Your task: Transcribe every record below word for word.
Entries supplied section start
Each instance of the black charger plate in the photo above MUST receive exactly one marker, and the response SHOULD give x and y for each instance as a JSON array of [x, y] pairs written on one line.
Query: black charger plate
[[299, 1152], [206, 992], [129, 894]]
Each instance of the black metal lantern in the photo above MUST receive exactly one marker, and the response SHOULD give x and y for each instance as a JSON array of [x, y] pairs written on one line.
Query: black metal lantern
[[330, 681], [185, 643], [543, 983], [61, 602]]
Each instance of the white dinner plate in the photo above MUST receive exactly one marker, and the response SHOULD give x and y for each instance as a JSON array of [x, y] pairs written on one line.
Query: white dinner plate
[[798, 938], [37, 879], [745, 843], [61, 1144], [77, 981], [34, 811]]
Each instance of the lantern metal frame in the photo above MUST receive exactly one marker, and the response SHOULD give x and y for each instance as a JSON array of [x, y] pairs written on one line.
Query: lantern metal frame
Entries supplied section end
Solution for this problem:
Each instance of the black charger plate in the photo above MUST receive exactly one marker, and the response SHOULD give x and y for each instance as a JSON array of [x, y] pairs written on one line.
Query: black charger plate
[[299, 1152], [206, 992], [129, 894]]
Each instance of the black metal lantern in the photo above MUST receive exactly one marker, and the response SHOULD give x and y for each instance as a JSON array of [x, y] pairs written on one line.
Query: black metal lantern
[[330, 681], [185, 643], [543, 983], [61, 602]]
Each instance of the white dinner plate in the photo above MUST receive exactly one marker, and the response SHOULD give x and y for each instance as a JSON array of [x, y] pairs written on one line.
Query: white dinner plate
[[798, 938], [37, 879], [745, 843], [61, 1144], [77, 981], [34, 811]]
Each instance of the lantern metal frame in the photo above MUST receive exactly one marker, and the response SHOULD give x and y for each instance as a JSON array of [x, y] pairs written on one line.
Query: lantern metal frame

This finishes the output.